Dataset rows about where objects are located
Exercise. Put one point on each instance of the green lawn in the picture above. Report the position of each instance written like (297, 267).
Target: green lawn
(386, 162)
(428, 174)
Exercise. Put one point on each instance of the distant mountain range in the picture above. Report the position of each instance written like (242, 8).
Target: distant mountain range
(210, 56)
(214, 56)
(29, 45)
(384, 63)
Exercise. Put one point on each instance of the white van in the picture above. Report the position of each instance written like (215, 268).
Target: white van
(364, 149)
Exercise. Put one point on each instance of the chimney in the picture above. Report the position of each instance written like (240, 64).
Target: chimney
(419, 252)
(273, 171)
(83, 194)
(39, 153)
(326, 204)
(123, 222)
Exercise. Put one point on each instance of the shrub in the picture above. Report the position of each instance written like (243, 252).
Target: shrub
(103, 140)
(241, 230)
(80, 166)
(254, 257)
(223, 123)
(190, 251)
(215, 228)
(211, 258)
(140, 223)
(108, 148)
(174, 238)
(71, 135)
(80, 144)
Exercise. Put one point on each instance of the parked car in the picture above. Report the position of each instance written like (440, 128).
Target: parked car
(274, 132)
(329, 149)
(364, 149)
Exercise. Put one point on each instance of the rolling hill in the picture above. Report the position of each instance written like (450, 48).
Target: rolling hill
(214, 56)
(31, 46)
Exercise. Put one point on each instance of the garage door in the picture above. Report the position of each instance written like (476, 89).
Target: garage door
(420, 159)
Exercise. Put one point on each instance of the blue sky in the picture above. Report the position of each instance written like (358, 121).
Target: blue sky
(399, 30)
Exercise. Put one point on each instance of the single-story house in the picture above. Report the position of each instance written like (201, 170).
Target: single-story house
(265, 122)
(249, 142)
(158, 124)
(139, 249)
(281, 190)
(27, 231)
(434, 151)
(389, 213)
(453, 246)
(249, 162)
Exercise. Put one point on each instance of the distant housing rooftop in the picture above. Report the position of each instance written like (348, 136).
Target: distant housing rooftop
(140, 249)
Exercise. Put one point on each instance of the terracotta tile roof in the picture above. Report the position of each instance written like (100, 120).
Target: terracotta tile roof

◆ **Task to carry out**: Write out all of the rows above again, word for word, with no line changed or left out.

◆ **Exercise result**:
Exercise. Put one point on each instance of the green lawn in the picture above. Report the position of each instance written like (297, 267).
Target: green lawn
(386, 162)
(428, 174)
Exercise. Put one point on each instance of the distant mountain range in the picture above. Report the position of each instance written like (242, 8).
Target: distant mountain range
(210, 56)
(214, 56)
(29, 45)
(384, 63)
Exercise. Put one point on each instance of the white van in the picture above. Report the position of each instance written like (215, 268).
Target: white van
(364, 149)
Exercise. Put one point on each instance of the chimney in the picture above. Report the position of each instance written like (240, 64).
Target: chimney
(419, 252)
(273, 171)
(83, 194)
(39, 153)
(326, 204)
(123, 222)
Exercise. Put one point on each instance of the shrub in the picture above. Report the position of each instance written like (243, 252).
Target: shrub
(103, 140)
(241, 230)
(80, 166)
(254, 257)
(223, 123)
(190, 251)
(215, 228)
(211, 258)
(140, 223)
(108, 148)
(174, 238)
(71, 135)
(80, 144)
Exercise. Put one point on each instance of the parked car in the picture above. Report the position of each instance written like (440, 128).
Target: parked car
(274, 132)
(329, 149)
(364, 149)
Exercise. Put one point on each instance of the rolling hill in the picture above. Report the position of each instance written like (450, 48).
Target: rolling hill
(214, 56)
(31, 46)
Exercise. Put one point on each instance of the garage door in the picture above. Report the position of each instance written like (476, 89).
Target: garage door
(420, 159)
Exercise. Put one point on each instance of the blue sky in the picture above. Report the position of each instance written like (358, 121).
Target: blue sky
(399, 30)
Exercise. Put one point on each instance of the single-story house in the picture above. Report the position of each instance written like (201, 170).
Target: single-story house
(265, 122)
(249, 142)
(158, 124)
(139, 249)
(281, 190)
(27, 231)
(434, 151)
(389, 213)
(453, 246)
(249, 162)
Exercise. Put one point on each instance of the distant housing rooftop in the picture above. Report the position of each instance written like (348, 136).
Target: distant housing rooftop
(140, 249)
Exercise. Put one point on each instance of the terracotta tile roof in the picture above. Report the position of each instance written like (100, 120).
Target: terracotta tile roof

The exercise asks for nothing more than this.